> _TASK REQUIREMENTS_:
**1)** According to the court opinion excerpt on expunction jurisdiction, in which county was Miller acquitted?
**2)** Pick up the court opinion excerpt on expunction jurisdiction after its final sentence and carry it forward.

> _PAGE EXTRACT_:
Appellant contends that the trial court (1) lacked jurisidiction to hear or dismiss
the petition and (2) erred in dismissing the petition.
Jurisdiction
Miller contends that the only court with proper jurisdiction is “the trial court
presiding over the case in which defendant was acquitted.” However, Miller is incorrect.
According to article 55.02 of the Texas Code of Criminal Procedure,
At the request of the defendant and after notice to the state, the trial court
presiding over the case in which the defendant was acquitted, if the trial
court is a district court, or a district court in the county in which the trial
court is located shall enter an order of expunction for a person entitled to
expunction . . . .
TEX. CODE CRIM. PROC. ANN. art. 55.02, § 1 (Vernon Supp. 2009). (emphasis added).1
Since Miller was acquitted in Lubbock County, any district court in that County could
preside over the case. Since the 237th District Court has jurisdiction in Lubbock County,
it is a proper court. We overrule appellant’s first issue.

> _DATA PROVIDED_:
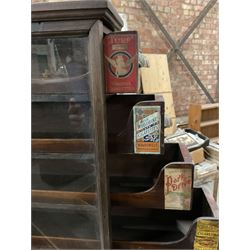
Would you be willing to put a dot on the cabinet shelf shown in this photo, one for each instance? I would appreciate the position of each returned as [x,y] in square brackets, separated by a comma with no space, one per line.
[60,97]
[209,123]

---

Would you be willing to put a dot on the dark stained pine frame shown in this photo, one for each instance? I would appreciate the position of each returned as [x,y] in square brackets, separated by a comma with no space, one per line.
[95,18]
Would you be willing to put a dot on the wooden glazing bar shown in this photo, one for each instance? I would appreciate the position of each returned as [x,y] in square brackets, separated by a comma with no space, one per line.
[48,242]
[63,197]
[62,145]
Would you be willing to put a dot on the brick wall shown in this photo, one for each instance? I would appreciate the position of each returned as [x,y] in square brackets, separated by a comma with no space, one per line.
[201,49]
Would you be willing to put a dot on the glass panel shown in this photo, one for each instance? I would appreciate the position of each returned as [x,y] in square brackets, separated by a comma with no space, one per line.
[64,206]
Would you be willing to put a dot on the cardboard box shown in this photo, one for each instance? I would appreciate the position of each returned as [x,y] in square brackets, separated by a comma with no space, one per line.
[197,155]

> _THE RESULTS_:
**1)** Lubbock County.

**2)**
1
Further references to the Texas Code of Criminal Procedure shall be by
reference to “article __” or “art.___.”
2
Dismissal of Miller’s petition
Next, Miller contends that the trial court erroneously dismissed his case since he
has successfully demonstrated that he was (1) tried and acquitted of the offenses he
seeks to have expunged and (2) not convicted of a felony in the five years preceding the
arrest.
See art. 55.01(a).
However, even assuming that Miller successfully
demonstrated that he had not been convicted of a felony in the five years preceding the
arrest, Miller has not demonstrated that the trial court erred in dismissing his petition.
Although the trial judge does not have discretion to deny the petition if the statutory
requirements are met, each requirement must be met before the applicant is entitled to
an expungement. See Perdue v. Tex. Dep’t of Pub. Safety, 32 S.W.3d 333, 335
(Tex.App.—San Antonio 2000, no pet.). In this case, the two charges of which Miller
was acquitted were part of a four count indictment.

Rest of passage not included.